Could you reproduce, word for word, the part of the excerpt on U.S. policy toward Israel starting with "In this article, he" and going on through "commitment to peace…."?

> [Text provided]:
========================

In this article, he makes some great points:
Respect the sovereignty of democratic allies. When free people in a democracy express their preferences, the United States should respect their opinions. The current administration should not try to impose ideas on allies like Israel.
The administration would also do well to take heed of the Palestinian Authority’s continued refusal to recognize Israel as the nation-state of the Jewish people. This is not a trivial matter. A long-term settlement can only be forged on the basis of mutual recognition and respect. To deny the essence of the Zionist project—to rebuild the Jewish people’s ancient homeland—is to call into question the seriousness of one’s commitment to peace….
And then there are the settlements. Undoubtedly, this is a complex matter. Yet the administration must beware of overemphasizing it. Compromises between people of goodwill can be made on the settlements, as Israel has demonstrated in the recent past. But no compromise can be made on Israel’s right to exist inside secure borders unmolested by terrorist groups or threatened by belligerent states…
The administration must also be wary of letting Israel’s opponents use the settlement issue as a convenient excuse for failing to make moves of their own. The settlements matter, but they do not go to the core of this decades-old conflict.
The one comment he makes with which I do take some issue, though, is when he says:
That’s why an unambiguous strategy explaining precisely how Hamas and Hezbollah can be disarmed and how Iran can be prevented from acquiring nuclear weapons is of central importance to any peace plan.

========================

> [Data records]:

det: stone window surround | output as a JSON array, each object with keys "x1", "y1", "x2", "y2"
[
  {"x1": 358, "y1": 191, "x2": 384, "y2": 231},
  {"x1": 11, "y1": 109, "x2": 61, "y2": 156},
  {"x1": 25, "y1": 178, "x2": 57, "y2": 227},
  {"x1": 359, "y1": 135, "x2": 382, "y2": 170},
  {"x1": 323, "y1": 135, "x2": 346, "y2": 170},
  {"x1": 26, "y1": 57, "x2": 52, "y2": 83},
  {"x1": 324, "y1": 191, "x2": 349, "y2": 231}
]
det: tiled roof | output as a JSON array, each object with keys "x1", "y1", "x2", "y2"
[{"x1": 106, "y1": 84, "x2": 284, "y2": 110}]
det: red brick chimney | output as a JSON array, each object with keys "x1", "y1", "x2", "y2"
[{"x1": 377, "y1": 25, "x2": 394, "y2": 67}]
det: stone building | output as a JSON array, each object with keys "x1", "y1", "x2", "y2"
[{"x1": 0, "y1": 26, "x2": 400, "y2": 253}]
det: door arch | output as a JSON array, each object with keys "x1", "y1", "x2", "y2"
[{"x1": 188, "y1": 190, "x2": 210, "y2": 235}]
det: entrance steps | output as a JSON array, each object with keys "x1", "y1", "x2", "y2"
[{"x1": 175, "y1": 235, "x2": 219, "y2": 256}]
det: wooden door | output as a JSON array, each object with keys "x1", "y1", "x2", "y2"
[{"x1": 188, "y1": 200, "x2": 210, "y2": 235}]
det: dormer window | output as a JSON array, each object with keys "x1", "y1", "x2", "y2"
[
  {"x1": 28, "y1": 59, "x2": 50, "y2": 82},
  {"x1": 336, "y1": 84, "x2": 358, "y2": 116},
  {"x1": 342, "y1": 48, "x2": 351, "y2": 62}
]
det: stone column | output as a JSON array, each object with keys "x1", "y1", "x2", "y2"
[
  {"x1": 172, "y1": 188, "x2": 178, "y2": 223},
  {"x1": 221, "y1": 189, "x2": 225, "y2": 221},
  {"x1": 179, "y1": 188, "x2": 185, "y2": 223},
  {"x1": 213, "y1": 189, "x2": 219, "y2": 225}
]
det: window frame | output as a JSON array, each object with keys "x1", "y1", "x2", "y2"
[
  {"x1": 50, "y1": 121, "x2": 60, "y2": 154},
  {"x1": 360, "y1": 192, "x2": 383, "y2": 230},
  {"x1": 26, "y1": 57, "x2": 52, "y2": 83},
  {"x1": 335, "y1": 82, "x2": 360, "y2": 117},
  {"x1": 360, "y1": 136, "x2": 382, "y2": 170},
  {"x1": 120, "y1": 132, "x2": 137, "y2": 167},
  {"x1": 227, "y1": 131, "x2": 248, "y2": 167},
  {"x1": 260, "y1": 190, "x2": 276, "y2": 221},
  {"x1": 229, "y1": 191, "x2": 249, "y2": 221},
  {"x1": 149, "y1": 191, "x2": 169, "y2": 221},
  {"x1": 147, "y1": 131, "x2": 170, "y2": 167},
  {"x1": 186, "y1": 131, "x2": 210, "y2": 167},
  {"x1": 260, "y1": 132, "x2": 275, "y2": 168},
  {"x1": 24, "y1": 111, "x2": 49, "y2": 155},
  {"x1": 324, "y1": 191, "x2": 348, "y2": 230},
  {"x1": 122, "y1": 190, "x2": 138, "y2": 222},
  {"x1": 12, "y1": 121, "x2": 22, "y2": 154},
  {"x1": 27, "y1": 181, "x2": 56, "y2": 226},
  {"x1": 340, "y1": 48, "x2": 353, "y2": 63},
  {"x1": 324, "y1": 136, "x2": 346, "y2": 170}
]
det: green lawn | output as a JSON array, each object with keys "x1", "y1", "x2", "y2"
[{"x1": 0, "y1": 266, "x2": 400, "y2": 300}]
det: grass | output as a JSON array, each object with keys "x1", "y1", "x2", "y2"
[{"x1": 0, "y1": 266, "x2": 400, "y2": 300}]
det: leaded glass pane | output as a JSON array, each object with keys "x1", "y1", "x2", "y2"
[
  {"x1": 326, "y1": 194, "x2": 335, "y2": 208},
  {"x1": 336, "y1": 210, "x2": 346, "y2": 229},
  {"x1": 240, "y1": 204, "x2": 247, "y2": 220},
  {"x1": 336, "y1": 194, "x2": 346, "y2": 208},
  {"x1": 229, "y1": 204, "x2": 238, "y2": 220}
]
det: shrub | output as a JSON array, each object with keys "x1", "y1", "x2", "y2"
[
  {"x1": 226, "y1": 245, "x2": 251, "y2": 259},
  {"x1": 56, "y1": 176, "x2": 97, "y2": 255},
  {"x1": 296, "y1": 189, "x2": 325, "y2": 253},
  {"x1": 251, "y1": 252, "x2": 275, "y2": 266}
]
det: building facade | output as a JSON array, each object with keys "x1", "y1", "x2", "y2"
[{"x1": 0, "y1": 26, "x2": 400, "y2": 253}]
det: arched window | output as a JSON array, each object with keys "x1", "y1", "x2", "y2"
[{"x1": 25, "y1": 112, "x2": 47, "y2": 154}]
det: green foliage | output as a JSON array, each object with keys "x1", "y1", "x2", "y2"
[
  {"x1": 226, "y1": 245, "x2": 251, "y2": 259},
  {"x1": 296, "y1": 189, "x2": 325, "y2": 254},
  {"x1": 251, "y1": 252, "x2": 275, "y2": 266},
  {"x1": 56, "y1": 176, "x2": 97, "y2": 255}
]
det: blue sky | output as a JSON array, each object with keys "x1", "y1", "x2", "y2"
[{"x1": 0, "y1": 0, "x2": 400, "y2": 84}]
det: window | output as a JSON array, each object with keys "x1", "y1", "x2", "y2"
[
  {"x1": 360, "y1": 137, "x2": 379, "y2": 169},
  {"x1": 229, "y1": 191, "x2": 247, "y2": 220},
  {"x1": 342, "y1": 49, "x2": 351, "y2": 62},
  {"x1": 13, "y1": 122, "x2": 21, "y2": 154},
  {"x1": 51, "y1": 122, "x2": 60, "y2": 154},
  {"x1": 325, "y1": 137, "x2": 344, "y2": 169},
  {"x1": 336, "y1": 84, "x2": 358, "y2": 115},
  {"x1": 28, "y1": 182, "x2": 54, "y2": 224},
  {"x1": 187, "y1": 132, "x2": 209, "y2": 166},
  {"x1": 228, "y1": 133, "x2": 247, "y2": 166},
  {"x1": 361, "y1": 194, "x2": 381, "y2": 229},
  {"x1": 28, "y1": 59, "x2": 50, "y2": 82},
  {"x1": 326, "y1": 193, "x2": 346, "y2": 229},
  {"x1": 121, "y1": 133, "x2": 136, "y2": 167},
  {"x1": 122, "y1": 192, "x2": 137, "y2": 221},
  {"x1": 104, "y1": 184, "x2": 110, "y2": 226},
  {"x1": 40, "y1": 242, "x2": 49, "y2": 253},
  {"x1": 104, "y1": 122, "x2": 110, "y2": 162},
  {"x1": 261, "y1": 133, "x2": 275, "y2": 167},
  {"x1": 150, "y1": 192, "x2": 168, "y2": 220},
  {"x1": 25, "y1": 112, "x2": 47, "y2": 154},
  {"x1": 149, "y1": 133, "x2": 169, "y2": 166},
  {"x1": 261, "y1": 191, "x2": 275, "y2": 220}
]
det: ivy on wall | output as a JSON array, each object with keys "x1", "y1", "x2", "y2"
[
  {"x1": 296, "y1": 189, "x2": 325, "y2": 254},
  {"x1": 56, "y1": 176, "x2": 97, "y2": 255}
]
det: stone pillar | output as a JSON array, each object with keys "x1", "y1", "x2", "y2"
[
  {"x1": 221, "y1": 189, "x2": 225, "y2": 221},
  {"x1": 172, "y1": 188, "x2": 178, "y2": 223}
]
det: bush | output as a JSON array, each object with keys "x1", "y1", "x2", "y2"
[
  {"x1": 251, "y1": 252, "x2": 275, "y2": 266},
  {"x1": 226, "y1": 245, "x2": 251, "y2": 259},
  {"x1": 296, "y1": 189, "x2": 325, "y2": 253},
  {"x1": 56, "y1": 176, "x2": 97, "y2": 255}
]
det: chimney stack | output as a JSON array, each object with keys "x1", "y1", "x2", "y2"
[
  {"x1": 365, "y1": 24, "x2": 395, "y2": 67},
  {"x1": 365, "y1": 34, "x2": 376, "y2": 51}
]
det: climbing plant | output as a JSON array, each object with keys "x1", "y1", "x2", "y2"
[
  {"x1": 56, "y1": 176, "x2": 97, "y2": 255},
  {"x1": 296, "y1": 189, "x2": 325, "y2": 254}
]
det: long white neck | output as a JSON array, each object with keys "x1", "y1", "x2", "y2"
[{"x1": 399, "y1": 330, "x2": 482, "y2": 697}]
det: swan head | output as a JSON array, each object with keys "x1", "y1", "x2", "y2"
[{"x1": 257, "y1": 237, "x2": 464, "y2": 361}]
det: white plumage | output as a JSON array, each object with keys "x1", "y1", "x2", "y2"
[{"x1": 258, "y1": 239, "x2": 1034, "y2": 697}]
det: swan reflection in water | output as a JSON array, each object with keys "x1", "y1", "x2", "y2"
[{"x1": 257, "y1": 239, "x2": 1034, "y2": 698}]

========================

> [Exercise output]:
In this article, he makes some great points:
Respect the sovereignty of democratic allies. When free people in a democracy express their preferences, the United States should respect their opinions. The current administration should not try to impose ideas on allies like Israel.
The administration would also do well to take heed of the Palestinian Authority’s continued refusal to recognize Israel as the nation-state of the Jewish people. This is not a trivial matter. A long-term settlement can only be forged on the basis of mutual recognition and respect. To deny the essence of the Zionist project—to rebuild the Jewish people’s ancient homeland—is to call into question the seriousness of one’s commitment to peace….